[Problem details]: Which lines of the records contain the word "brown"? Copy each one.

[Extracted records]:
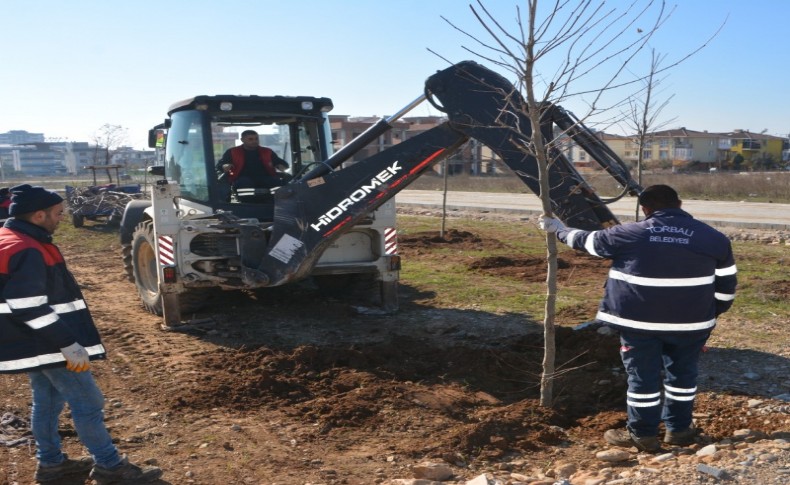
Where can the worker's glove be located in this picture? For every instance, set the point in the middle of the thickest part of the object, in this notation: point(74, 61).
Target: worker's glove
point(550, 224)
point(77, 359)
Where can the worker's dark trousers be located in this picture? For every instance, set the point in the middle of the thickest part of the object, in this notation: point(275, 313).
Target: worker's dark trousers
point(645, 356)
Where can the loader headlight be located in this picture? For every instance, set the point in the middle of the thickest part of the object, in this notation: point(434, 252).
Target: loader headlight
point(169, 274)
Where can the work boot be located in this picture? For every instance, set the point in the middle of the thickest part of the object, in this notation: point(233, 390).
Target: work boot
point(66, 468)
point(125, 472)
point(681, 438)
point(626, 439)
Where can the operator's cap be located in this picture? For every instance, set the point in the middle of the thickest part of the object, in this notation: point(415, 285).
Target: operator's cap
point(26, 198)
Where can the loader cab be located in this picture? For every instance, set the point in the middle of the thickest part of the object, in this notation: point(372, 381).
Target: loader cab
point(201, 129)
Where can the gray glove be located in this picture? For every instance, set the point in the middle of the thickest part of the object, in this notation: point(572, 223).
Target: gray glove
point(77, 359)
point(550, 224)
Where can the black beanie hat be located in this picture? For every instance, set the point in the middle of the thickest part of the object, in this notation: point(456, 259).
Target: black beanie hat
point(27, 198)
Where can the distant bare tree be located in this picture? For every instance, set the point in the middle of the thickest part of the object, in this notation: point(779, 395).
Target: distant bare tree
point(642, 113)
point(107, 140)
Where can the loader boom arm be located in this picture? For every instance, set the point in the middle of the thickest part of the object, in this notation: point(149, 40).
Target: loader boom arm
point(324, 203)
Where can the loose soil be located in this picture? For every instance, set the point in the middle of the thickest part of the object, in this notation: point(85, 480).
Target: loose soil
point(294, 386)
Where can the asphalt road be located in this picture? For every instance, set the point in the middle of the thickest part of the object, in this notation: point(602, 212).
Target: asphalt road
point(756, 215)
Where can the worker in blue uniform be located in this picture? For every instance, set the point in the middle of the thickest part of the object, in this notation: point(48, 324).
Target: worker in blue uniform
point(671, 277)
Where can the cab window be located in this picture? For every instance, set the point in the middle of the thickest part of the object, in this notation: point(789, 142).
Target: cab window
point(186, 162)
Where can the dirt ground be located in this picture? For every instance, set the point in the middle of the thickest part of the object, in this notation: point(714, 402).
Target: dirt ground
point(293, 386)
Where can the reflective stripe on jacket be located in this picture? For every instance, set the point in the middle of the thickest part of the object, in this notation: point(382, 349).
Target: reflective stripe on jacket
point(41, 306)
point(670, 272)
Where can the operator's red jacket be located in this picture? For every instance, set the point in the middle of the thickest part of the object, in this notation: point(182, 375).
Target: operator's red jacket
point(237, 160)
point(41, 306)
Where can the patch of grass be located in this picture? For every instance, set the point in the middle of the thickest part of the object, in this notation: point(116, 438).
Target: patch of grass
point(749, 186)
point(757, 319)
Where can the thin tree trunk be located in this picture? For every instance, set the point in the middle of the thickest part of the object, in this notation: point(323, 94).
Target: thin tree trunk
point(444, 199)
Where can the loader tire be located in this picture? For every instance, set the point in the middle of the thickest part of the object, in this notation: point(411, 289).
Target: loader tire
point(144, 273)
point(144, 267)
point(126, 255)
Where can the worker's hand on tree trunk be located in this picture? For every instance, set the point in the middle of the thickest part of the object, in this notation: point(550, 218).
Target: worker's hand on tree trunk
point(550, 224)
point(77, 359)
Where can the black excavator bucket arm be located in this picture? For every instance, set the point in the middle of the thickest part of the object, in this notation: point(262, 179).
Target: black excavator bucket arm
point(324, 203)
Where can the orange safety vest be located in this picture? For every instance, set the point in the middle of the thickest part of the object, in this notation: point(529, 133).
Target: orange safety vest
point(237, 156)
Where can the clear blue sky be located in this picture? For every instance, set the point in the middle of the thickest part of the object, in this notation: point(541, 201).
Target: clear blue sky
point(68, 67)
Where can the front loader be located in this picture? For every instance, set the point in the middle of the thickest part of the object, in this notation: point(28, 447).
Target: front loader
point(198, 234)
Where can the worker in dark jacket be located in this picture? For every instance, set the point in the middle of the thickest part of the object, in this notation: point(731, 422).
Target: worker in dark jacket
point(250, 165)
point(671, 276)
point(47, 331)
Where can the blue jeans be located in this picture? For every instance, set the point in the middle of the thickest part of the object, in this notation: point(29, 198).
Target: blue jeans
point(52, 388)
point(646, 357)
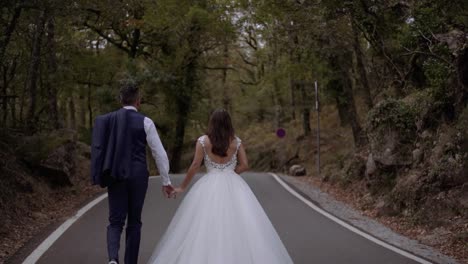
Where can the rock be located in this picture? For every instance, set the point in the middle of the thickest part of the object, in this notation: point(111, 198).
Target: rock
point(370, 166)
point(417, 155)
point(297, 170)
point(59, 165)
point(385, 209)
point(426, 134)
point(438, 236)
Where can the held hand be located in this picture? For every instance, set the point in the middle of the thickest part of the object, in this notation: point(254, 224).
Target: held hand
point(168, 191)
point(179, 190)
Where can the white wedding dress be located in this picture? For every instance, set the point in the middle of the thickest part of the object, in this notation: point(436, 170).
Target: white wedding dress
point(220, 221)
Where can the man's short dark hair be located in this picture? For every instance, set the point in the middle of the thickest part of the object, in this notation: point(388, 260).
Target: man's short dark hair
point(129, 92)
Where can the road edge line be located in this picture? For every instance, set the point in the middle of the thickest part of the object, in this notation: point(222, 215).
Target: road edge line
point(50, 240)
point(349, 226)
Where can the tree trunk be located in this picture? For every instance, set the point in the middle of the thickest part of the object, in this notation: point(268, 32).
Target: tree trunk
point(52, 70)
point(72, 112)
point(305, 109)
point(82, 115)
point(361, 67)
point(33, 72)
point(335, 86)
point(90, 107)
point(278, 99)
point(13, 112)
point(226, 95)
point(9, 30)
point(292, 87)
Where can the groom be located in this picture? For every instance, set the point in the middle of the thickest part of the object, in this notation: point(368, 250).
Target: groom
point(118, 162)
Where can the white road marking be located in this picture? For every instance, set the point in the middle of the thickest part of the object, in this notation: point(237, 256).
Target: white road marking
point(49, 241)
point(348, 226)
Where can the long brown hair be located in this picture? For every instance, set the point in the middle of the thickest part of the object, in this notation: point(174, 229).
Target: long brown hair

[Exercise response]:
Where can the long brown hair be located in this picture? For every instance, set the point in the middle of the thickest part of the object, in this notation: point(174, 229).
Target: long brown hair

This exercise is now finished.